* **SHORT EXERCISE**
Print all of the entries exactly, minus the pictures.

* begin DATA FOR THE TASK *

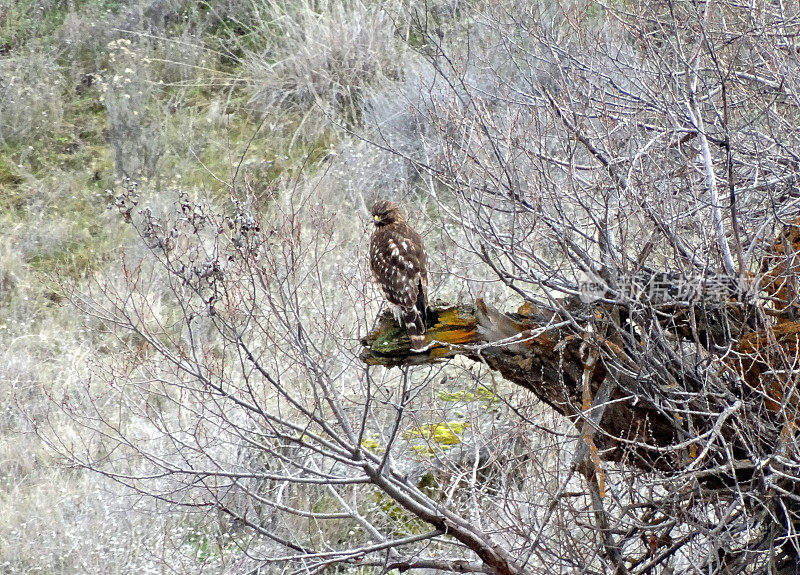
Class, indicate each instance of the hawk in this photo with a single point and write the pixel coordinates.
(398, 262)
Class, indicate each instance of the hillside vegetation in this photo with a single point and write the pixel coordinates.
(192, 347)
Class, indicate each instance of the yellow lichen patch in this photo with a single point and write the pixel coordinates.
(453, 328)
(445, 433)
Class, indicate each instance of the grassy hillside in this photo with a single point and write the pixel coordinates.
(176, 96)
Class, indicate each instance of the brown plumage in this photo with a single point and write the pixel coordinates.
(398, 261)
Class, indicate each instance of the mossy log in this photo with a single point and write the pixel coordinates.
(531, 349)
(549, 353)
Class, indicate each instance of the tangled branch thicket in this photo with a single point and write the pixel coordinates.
(630, 172)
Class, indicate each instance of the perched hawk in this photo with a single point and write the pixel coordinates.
(398, 261)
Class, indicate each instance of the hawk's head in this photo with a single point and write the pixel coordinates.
(385, 212)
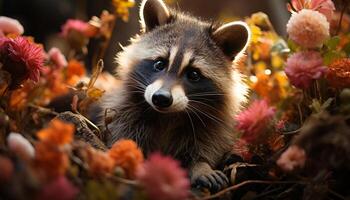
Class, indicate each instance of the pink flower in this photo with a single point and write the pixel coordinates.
(163, 178)
(59, 189)
(308, 28)
(76, 25)
(292, 158)
(10, 26)
(255, 120)
(6, 169)
(20, 146)
(22, 59)
(57, 58)
(303, 67)
(326, 7)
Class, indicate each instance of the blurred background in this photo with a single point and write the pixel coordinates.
(43, 19)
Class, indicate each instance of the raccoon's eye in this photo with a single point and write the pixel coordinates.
(193, 75)
(159, 65)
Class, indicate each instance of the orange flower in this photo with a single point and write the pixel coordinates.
(338, 74)
(75, 70)
(122, 8)
(127, 155)
(99, 162)
(58, 133)
(50, 161)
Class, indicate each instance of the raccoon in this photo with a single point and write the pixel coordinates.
(180, 89)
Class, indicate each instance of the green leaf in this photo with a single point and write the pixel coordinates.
(333, 42)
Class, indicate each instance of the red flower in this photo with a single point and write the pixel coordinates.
(163, 178)
(255, 120)
(22, 59)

* end DATA FOR THE TASK *

* **TASK RESPONSE**
Class, indicate each instance of the hawk in this photo with a single point and write the pixel coordinates.
(398, 262)
Class, indicate each instance of the hillside vegetation in this photo with a single point and write the pixel coordinates.
(192, 347)
Class, indicate each instance of the yellow lichen patch in this photo with a single point and write the pixel coordinates.
(453, 328)
(445, 433)
Class, indicate each instance of the grassy hillside in this photo with a single point and write the pixel coordinates.
(176, 96)
Class, indicate each instance of the brown plumage in this photo with a single point and write the pixel coordinates.
(398, 261)
Class, indicate each instance of the mossy log in this photo with a single point and write the pixel coordinates.
(531, 349)
(549, 353)
Class, indicate each instance of the tangled branch thicket in this photo with a single point and write the pixel coordinates.
(630, 172)
Class, indicate each instance of the perched hawk in this photo with a single point and write the pixel coordinates.
(398, 261)
Class, indicate each instance of the hawk's head in this photo with a single point and write the pixel coordinates.
(385, 212)
Class, indicate each instance of the pink flower in this photo with a single point and write the pixel coordinates.
(163, 178)
(59, 189)
(308, 28)
(76, 25)
(292, 158)
(10, 26)
(255, 120)
(6, 169)
(20, 146)
(22, 59)
(57, 58)
(303, 67)
(326, 7)
Class, indicate each instance of the blurred background in this photo with a single point and write the pixel coordinates.
(43, 19)
Class, indicate each instance of the raccoon's eye in this photo with a single point and write the pixel coordinates.
(193, 75)
(159, 65)
Class, indicate each instance of the orange flower in this photo with a single point and write the pixel coordinates.
(338, 74)
(75, 70)
(122, 8)
(127, 155)
(99, 162)
(58, 133)
(50, 161)
Class, indicate each instance of the raccoon in this photo with a single point and write the pixel coordinates.
(180, 89)
Class, indicate each instance of the green leaf in this photo with a single point and write the pixel coordinates.
(333, 42)
Class, indicate each instance of the red flower in this photo with a single point and write the pixel coordinates.
(163, 178)
(255, 120)
(22, 59)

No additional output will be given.